### TASK OBJECTIVE
The answer must consist of the listing, reproduced exactly.

——

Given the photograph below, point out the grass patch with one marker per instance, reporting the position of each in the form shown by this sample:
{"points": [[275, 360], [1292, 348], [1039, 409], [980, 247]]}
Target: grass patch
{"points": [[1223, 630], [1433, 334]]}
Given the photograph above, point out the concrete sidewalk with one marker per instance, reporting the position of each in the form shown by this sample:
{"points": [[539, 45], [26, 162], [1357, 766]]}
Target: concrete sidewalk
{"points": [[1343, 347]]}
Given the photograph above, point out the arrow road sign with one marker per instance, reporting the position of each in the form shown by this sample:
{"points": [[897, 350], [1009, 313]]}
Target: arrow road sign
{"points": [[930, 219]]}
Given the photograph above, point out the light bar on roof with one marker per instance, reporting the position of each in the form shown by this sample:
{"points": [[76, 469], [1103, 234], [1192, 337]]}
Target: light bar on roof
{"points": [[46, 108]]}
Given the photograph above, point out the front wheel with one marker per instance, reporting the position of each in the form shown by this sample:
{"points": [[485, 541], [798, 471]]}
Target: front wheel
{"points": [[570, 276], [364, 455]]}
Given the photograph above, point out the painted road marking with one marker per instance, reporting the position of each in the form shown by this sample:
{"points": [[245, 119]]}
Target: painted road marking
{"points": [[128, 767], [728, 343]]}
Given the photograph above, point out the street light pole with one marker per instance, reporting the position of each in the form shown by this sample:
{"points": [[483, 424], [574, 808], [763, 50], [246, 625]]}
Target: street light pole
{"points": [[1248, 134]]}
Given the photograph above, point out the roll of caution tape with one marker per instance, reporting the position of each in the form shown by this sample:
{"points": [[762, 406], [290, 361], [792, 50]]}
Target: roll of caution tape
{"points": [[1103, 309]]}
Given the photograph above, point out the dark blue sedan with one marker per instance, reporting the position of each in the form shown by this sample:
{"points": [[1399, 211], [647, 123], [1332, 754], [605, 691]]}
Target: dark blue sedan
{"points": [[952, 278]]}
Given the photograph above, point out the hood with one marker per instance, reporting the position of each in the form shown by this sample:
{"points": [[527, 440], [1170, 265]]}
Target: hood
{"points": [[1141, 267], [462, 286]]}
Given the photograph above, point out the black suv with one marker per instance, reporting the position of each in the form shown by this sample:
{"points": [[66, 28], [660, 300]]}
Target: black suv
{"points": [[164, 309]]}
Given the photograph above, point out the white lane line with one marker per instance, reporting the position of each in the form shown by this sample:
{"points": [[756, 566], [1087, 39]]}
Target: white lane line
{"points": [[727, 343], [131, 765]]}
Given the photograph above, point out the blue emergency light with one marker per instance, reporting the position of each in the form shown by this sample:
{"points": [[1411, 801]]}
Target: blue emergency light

——

### RESULT OF THIS TASK
Given the photograph below, point out the grass patch with one marker per instance, reporting the position of each in the form shown by this sample:
{"points": [[275, 360], [1292, 348], [1039, 409], [980, 247]]}
Target: grass patch
{"points": [[1223, 630], [1433, 334]]}
Given the photograph above, point out the concrete sidewalk with one marker per instance, reporting the position of each in the form shown by this sample:
{"points": [[539, 45], [26, 162], [1357, 766]]}
Target: concrete sidewalk
{"points": [[1343, 347]]}
Given the photograph above, point out the arrow road sign with one marker per instance, reporting the position of each in the form shown by this sample:
{"points": [[897, 350], [1009, 313]]}
Target: arrow road sign
{"points": [[930, 219]]}
Given the photograph above, point out the light bar on roof with one marker per instance, reporting the position of each in the form shown by this sample:
{"points": [[76, 469], [1103, 234], [1192, 337]]}
Target: light bar on roof
{"points": [[46, 108]]}
Given the photograph above, point out the front wheel with one marker per instance, reporting the position of each in the form shown by this sample:
{"points": [[485, 541], [798, 471]]}
Target: front wheel
{"points": [[570, 276], [364, 455]]}
Given the photograph above, point out the painted road marking with one marker per instance, reporting the position of each in the form shown by this sample:
{"points": [[245, 119]]}
Target: painted road marking
{"points": [[128, 767], [728, 343]]}
Given the photograph above, point out the street light pole with one marker per instance, reporting the position of each in the form shown by this sample:
{"points": [[483, 424], [574, 808], [763, 50], [246, 625]]}
Target: street light pole
{"points": [[1248, 134]]}
Given the photograph above, point out the roll of caution tape with one marker per instance, reporting the position of each in the form shown by this sample:
{"points": [[762, 406], [290, 361], [792, 50]]}
Target: roll of caution tape
{"points": [[1103, 309]]}
Given the photograph above, point out the dark blue sedan with one marker per instance, reporting the position of each in the form shown by this sample:
{"points": [[1399, 211], [647, 123], [1332, 754], [605, 691]]}
Target: dark blue sedan
{"points": [[952, 278]]}
Given the photograph above, point out the hood with one marker per instance, reporting the position of each in the form shown by this sample:
{"points": [[527, 440], [1170, 265]]}
Target: hood
{"points": [[1141, 267], [462, 286]]}
Given the photograph above, point out the black suv with one marker per instance, reporting the position of each in the form shown by this sample:
{"points": [[66, 28], [660, 300]]}
Target: black suv
{"points": [[164, 309]]}
Given the photograph above, point out the white lane line with one marker per instance, reporting the position of each in the form shown by this sample:
{"points": [[756, 566], [1087, 39]]}
Target: white lane line
{"points": [[727, 343], [131, 765]]}
Given the photograph above, point out the blue emergency light with one marker per instance, reporting the position of each in the form shown by this sample:
{"points": [[1411, 801]]}
Target: blue emergency light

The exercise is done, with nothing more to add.